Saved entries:
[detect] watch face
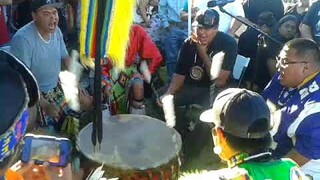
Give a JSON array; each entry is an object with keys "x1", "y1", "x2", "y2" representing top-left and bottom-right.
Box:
[{"x1": 190, "y1": 65, "x2": 204, "y2": 81}]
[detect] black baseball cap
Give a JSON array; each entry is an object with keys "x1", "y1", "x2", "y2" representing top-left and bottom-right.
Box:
[
  {"x1": 200, "y1": 88, "x2": 271, "y2": 139},
  {"x1": 0, "y1": 50, "x2": 39, "y2": 133},
  {"x1": 193, "y1": 9, "x2": 219, "y2": 29},
  {"x1": 31, "y1": 0, "x2": 63, "y2": 12}
]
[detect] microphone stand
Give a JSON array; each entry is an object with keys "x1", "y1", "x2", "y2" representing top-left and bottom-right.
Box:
[{"x1": 218, "y1": 6, "x2": 283, "y2": 46}]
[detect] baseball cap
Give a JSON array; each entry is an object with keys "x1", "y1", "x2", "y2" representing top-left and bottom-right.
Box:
[
  {"x1": 193, "y1": 9, "x2": 219, "y2": 29},
  {"x1": 31, "y1": 0, "x2": 63, "y2": 12},
  {"x1": 200, "y1": 88, "x2": 271, "y2": 139}
]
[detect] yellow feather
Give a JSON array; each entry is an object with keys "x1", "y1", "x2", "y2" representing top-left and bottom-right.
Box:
[
  {"x1": 105, "y1": 0, "x2": 135, "y2": 69},
  {"x1": 79, "y1": 0, "x2": 88, "y2": 60}
]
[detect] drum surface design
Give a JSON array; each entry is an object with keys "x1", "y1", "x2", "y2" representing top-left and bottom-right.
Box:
[{"x1": 78, "y1": 115, "x2": 182, "y2": 171}]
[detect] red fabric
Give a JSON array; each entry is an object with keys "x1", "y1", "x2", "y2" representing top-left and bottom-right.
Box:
[
  {"x1": 101, "y1": 25, "x2": 163, "y2": 91},
  {"x1": 0, "y1": 6, "x2": 10, "y2": 45},
  {"x1": 125, "y1": 24, "x2": 162, "y2": 74}
]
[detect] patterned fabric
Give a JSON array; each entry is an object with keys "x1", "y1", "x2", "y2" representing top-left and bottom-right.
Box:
[
  {"x1": 39, "y1": 84, "x2": 80, "y2": 139},
  {"x1": 101, "y1": 63, "x2": 144, "y2": 115},
  {"x1": 0, "y1": 110, "x2": 28, "y2": 162}
]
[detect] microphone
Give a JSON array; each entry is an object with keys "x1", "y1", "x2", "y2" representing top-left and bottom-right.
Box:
[{"x1": 207, "y1": 0, "x2": 235, "y2": 7}]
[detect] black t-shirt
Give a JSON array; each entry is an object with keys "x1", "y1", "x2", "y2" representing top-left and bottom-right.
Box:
[
  {"x1": 238, "y1": 28, "x2": 260, "y2": 81},
  {"x1": 175, "y1": 32, "x2": 237, "y2": 87},
  {"x1": 301, "y1": 1, "x2": 320, "y2": 44}
]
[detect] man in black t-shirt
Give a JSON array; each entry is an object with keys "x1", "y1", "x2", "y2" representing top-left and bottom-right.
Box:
[
  {"x1": 159, "y1": 9, "x2": 237, "y2": 136},
  {"x1": 162, "y1": 8, "x2": 237, "y2": 106}
]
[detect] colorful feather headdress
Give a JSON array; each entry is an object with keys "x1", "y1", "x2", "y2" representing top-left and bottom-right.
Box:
[{"x1": 79, "y1": 0, "x2": 135, "y2": 69}]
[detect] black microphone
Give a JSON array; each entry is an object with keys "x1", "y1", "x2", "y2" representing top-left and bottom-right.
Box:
[{"x1": 207, "y1": 0, "x2": 235, "y2": 7}]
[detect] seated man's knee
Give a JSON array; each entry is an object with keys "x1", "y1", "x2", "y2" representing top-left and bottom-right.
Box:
[{"x1": 131, "y1": 78, "x2": 144, "y2": 100}]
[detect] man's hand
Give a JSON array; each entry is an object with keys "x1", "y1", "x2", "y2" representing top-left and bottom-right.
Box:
[
  {"x1": 79, "y1": 88, "x2": 93, "y2": 111},
  {"x1": 42, "y1": 102, "x2": 61, "y2": 120},
  {"x1": 39, "y1": 95, "x2": 60, "y2": 119},
  {"x1": 190, "y1": 32, "x2": 207, "y2": 53}
]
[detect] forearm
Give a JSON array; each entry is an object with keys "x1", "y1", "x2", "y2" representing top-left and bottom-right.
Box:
[
  {"x1": 62, "y1": 57, "x2": 71, "y2": 70},
  {"x1": 300, "y1": 24, "x2": 314, "y2": 40},
  {"x1": 229, "y1": 17, "x2": 243, "y2": 36},
  {"x1": 166, "y1": 74, "x2": 185, "y2": 95},
  {"x1": 286, "y1": 149, "x2": 310, "y2": 167},
  {"x1": 197, "y1": 46, "x2": 212, "y2": 74},
  {"x1": 139, "y1": 6, "x2": 149, "y2": 23}
]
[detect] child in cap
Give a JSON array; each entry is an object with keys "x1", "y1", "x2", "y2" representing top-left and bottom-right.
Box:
[{"x1": 180, "y1": 88, "x2": 308, "y2": 179}]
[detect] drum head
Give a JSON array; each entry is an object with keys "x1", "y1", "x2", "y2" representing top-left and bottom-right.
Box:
[{"x1": 78, "y1": 115, "x2": 182, "y2": 170}]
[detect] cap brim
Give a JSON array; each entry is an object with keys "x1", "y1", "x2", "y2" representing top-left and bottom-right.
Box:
[
  {"x1": 200, "y1": 109, "x2": 214, "y2": 123},
  {"x1": 192, "y1": 22, "x2": 213, "y2": 28}
]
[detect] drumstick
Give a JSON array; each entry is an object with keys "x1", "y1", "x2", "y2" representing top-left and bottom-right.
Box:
[
  {"x1": 139, "y1": 60, "x2": 160, "y2": 101},
  {"x1": 59, "y1": 50, "x2": 83, "y2": 111}
]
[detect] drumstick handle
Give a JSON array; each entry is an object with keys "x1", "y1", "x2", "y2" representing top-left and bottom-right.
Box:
[
  {"x1": 151, "y1": 81, "x2": 160, "y2": 102},
  {"x1": 91, "y1": 112, "x2": 97, "y2": 148}
]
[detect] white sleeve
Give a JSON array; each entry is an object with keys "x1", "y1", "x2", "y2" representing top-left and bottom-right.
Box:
[{"x1": 224, "y1": 1, "x2": 245, "y2": 17}]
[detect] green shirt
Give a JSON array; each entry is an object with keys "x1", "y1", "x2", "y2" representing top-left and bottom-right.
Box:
[{"x1": 238, "y1": 158, "x2": 306, "y2": 180}]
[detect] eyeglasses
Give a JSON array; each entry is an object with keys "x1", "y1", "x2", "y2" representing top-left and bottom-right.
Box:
[{"x1": 276, "y1": 56, "x2": 308, "y2": 68}]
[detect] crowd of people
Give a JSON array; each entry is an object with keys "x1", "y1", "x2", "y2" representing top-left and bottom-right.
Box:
[{"x1": 1, "y1": 0, "x2": 320, "y2": 179}]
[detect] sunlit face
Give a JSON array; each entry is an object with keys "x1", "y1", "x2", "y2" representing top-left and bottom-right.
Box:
[
  {"x1": 196, "y1": 26, "x2": 218, "y2": 46},
  {"x1": 276, "y1": 47, "x2": 308, "y2": 88},
  {"x1": 32, "y1": 7, "x2": 59, "y2": 34},
  {"x1": 278, "y1": 20, "x2": 297, "y2": 40}
]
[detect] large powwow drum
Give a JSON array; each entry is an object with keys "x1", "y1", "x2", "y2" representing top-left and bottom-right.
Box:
[{"x1": 78, "y1": 115, "x2": 182, "y2": 179}]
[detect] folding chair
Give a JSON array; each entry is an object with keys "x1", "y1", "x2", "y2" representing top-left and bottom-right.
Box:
[{"x1": 233, "y1": 54, "x2": 250, "y2": 87}]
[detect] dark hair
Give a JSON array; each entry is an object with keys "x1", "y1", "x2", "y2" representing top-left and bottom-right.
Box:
[
  {"x1": 278, "y1": 15, "x2": 298, "y2": 28},
  {"x1": 222, "y1": 118, "x2": 272, "y2": 153},
  {"x1": 257, "y1": 11, "x2": 277, "y2": 28},
  {"x1": 224, "y1": 131, "x2": 272, "y2": 154},
  {"x1": 286, "y1": 38, "x2": 320, "y2": 64}
]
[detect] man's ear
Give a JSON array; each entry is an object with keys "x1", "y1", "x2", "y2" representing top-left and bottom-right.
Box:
[
  {"x1": 216, "y1": 128, "x2": 225, "y2": 140},
  {"x1": 212, "y1": 128, "x2": 224, "y2": 144}
]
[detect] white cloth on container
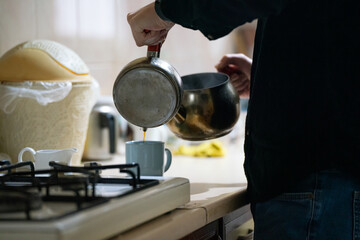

Exercise objective:
Within the data above, how many lines contain the word "drumstick"? Write only the number.

Result below:
2